* [Task goal]:
The answer must be a single number: the count of lines below that contain the string "pool".

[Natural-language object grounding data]
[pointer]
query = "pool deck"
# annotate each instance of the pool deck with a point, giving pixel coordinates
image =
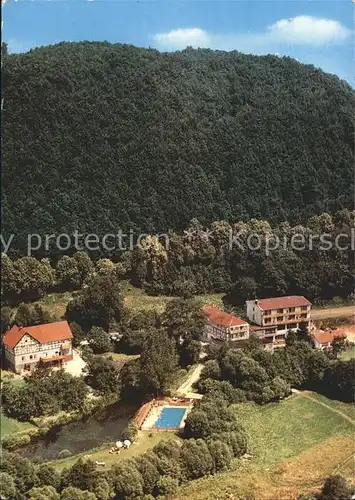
(151, 419)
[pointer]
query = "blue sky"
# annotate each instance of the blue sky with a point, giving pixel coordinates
(312, 31)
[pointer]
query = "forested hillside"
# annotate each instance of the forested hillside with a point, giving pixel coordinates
(99, 137)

* [Solution to the exercise]:
2